→ Request:
Please edit the rows below by changing every "rough mask" to "coarse mask" and leaving the rest unchanged.

→ Data in this exercise:
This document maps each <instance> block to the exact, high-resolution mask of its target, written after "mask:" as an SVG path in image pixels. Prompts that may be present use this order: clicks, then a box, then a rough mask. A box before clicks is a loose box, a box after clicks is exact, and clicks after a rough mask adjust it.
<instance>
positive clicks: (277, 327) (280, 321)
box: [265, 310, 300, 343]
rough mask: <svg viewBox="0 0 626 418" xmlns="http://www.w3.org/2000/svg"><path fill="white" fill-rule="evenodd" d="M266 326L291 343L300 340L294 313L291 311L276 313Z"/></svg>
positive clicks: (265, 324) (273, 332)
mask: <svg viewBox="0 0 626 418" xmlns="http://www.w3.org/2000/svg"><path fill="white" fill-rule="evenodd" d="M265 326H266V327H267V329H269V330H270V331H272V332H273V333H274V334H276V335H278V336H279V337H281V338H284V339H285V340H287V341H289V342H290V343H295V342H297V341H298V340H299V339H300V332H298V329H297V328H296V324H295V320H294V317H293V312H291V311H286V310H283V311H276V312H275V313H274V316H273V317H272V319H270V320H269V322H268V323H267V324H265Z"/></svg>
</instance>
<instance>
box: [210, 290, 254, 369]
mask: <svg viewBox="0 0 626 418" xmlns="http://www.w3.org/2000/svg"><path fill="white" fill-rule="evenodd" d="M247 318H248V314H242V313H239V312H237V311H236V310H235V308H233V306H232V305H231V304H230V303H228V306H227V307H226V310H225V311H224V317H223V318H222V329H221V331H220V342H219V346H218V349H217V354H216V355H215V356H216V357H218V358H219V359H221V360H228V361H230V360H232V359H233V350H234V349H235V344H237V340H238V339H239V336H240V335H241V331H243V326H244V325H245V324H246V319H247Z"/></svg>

→ Problem solution:
This document maps each <instance> block to the exact, high-resolution mask of its target, written after "mask:" as an SVG path in image pixels. Prompts that may be present use this order: clicks, then a box, then a coarse mask. A box before clicks is a loose box, a box after clicks is exact, and clicks after a coarse mask adjust it.
<instance>
positive clicks: (277, 327) (280, 321)
box: [265, 310, 300, 343]
coarse mask: <svg viewBox="0 0 626 418" xmlns="http://www.w3.org/2000/svg"><path fill="white" fill-rule="evenodd" d="M266 326L291 343L300 340L294 313L291 311L276 313Z"/></svg>
positive clicks: (265, 324) (273, 332)
mask: <svg viewBox="0 0 626 418" xmlns="http://www.w3.org/2000/svg"><path fill="white" fill-rule="evenodd" d="M265 326H266V327H267V329H269V330H270V331H272V332H273V333H274V334H276V335H278V336H279V337H281V338H284V339H285V340H287V341H289V342H290V343H295V342H297V341H298V340H299V339H300V332H298V329H297V328H296V324H295V320H294V317H293V312H291V311H286V310H283V311H276V312H275V313H274V316H273V317H272V319H270V320H269V322H268V323H267V324H265Z"/></svg>
</instance>
<instance>
box: [210, 290, 254, 369]
mask: <svg viewBox="0 0 626 418" xmlns="http://www.w3.org/2000/svg"><path fill="white" fill-rule="evenodd" d="M247 318H248V314H242V313H239V312H237V311H236V310H235V308H233V306H232V305H231V304H230V303H228V306H227V307H226V310H225V311H224V317H223V318H222V329H221V331H220V342H219V346H218V349H217V354H216V355H215V356H216V357H218V358H219V359H221V360H228V361H230V360H232V359H233V350H234V349H235V344H237V340H238V339H239V336H240V335H241V331H243V326H244V325H245V324H246V319H247Z"/></svg>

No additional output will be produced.